--- Aim of the task ---
Nothing but the lines from the one containing "Reviewer note: confirm that each instance of the pebble" to the end of the data should be returned, each exactly as written.

--- Listed entries ---
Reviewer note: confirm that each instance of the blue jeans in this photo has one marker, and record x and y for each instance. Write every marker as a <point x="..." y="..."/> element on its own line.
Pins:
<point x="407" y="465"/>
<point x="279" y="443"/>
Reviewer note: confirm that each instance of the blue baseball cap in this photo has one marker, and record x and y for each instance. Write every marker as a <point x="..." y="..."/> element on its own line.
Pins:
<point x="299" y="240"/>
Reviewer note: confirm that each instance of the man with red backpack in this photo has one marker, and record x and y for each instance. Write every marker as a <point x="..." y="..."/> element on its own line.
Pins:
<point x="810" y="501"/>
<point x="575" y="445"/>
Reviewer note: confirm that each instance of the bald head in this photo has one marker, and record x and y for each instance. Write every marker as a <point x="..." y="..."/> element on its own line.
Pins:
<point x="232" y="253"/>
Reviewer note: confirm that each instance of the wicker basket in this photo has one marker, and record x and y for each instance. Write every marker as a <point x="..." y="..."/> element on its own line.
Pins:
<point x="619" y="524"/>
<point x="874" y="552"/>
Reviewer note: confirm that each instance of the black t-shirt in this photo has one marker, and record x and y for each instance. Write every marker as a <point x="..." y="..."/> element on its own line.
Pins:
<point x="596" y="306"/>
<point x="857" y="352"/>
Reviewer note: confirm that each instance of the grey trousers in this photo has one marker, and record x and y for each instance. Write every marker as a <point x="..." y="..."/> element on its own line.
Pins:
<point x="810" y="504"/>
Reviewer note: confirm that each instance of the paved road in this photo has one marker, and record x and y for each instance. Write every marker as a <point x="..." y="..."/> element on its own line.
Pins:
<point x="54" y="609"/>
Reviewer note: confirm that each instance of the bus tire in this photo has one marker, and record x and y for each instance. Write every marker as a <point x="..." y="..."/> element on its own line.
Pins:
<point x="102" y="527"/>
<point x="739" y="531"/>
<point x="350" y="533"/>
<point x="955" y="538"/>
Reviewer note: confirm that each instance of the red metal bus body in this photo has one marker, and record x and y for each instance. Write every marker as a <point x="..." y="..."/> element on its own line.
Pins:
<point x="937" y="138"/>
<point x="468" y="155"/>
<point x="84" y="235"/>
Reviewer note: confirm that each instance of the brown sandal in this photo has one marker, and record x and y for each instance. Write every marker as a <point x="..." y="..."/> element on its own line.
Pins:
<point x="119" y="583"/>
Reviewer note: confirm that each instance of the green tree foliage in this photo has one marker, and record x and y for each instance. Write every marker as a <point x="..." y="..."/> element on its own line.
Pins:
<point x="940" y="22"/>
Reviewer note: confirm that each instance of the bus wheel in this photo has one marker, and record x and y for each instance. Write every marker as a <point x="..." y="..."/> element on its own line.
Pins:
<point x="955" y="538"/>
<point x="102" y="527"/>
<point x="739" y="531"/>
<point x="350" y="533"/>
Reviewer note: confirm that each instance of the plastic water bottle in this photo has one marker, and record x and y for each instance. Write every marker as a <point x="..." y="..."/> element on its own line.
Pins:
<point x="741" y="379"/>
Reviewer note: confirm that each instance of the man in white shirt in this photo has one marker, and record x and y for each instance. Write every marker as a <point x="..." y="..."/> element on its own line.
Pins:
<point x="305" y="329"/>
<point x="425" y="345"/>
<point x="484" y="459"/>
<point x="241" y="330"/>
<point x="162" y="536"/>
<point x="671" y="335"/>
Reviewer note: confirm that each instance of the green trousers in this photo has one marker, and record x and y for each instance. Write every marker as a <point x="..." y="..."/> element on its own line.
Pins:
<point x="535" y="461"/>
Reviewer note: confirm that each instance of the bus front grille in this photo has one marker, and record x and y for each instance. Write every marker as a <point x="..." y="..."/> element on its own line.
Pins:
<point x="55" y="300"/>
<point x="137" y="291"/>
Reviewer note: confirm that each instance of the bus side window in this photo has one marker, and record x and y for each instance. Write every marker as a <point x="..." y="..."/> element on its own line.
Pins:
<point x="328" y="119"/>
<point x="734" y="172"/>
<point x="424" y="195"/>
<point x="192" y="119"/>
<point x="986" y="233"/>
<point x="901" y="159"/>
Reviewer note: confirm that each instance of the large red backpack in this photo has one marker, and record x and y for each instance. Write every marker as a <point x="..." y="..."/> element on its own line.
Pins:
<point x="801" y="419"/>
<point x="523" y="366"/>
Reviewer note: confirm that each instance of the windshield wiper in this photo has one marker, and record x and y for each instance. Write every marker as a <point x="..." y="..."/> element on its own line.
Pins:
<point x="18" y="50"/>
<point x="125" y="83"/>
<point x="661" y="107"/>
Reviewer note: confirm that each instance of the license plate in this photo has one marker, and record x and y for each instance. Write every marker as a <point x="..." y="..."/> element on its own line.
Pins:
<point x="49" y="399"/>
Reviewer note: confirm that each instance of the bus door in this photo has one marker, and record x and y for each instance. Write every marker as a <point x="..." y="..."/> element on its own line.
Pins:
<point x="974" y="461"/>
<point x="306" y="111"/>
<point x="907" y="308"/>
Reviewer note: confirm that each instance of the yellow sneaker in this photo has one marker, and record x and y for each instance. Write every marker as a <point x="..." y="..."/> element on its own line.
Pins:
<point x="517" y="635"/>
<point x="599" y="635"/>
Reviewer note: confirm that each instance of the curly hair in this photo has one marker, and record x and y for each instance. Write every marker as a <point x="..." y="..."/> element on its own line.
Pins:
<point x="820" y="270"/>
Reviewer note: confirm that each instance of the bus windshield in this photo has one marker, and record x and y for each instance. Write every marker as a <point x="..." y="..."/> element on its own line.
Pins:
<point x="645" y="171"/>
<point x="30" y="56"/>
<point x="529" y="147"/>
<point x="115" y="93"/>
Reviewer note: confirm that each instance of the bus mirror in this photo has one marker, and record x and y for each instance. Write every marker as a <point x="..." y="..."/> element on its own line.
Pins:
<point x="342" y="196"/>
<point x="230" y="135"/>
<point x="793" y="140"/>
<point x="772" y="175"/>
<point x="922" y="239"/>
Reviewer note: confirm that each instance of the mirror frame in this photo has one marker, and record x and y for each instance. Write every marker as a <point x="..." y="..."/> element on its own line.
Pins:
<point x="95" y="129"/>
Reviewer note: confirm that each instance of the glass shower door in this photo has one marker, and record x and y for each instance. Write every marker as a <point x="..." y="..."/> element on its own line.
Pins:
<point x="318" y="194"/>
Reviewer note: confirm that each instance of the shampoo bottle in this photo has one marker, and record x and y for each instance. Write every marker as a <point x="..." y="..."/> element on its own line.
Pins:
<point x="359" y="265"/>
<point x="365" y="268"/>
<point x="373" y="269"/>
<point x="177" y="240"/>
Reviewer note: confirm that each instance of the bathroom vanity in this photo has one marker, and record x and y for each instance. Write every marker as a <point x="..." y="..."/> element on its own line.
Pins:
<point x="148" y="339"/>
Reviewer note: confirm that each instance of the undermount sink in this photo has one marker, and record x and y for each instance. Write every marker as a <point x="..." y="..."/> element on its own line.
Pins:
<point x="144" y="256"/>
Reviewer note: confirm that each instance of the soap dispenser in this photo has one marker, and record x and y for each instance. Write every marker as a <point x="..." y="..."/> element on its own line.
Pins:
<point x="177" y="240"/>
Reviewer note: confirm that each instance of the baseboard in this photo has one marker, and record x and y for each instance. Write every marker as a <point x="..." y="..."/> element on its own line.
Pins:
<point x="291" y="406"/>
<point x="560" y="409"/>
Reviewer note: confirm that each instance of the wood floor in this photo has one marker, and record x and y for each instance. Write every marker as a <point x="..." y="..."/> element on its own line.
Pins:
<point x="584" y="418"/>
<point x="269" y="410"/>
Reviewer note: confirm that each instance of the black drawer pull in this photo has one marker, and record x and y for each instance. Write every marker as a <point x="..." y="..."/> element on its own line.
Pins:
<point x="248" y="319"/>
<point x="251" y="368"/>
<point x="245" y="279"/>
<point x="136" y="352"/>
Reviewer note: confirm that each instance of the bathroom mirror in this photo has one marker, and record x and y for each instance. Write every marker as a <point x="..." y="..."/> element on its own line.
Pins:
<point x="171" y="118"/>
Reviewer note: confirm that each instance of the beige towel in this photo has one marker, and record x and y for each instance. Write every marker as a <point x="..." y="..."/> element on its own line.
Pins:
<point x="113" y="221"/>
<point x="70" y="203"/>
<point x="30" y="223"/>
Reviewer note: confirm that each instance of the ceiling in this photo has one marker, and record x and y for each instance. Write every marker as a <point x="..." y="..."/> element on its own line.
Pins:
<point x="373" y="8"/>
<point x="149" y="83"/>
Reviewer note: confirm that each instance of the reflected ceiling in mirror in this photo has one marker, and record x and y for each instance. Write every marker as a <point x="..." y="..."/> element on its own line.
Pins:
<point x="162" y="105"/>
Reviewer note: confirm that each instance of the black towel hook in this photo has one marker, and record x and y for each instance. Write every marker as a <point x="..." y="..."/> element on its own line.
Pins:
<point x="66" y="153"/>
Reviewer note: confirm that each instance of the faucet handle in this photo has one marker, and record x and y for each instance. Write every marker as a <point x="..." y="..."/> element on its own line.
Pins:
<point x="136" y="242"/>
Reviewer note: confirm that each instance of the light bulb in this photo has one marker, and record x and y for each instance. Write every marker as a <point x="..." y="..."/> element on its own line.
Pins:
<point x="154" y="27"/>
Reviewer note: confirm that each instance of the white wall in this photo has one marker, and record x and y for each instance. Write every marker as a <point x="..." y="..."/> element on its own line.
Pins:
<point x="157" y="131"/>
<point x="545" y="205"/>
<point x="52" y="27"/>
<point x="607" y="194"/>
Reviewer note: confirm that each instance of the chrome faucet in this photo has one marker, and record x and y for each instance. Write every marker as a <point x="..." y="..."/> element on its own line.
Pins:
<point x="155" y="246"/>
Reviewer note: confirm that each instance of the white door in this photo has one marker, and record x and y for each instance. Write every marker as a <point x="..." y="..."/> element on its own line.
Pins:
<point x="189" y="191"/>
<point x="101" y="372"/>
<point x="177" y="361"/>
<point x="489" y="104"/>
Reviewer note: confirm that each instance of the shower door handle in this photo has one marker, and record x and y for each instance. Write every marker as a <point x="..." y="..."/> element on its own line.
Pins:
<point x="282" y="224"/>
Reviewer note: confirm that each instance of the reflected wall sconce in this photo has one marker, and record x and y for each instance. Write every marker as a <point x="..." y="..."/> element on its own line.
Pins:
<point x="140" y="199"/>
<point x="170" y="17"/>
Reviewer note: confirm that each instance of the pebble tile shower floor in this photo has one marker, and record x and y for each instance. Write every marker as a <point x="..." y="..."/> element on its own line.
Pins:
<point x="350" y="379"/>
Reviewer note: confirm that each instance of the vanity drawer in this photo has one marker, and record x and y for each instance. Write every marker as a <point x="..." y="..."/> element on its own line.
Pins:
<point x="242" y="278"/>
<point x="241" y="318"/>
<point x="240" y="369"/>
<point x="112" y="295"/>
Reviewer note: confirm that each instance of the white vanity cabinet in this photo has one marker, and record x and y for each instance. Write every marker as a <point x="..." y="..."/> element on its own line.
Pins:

--- Exercise solution ---
Reviewer note: confirm that each instance of the pebble tile shower floor in this photo has one marker, and record x and y for each instance. Write every marker as a <point x="..." y="..."/> element on its own line.
Pins:
<point x="350" y="379"/>
Reviewer note: confirm that each instance of the vanity drawer in this photo has one marker, and record x and y for each instance. Write every marker as a <point x="..." y="..."/> element on its own line.
Pins:
<point x="242" y="278"/>
<point x="241" y="318"/>
<point x="240" y="369"/>
<point x="112" y="295"/>
Reviewer note: confirm that each instance of the white vanity cabinet in this photo has one marker, and record x and y for each instance. Write every marker as a <point x="..." y="..."/> element on its own line.
Pins:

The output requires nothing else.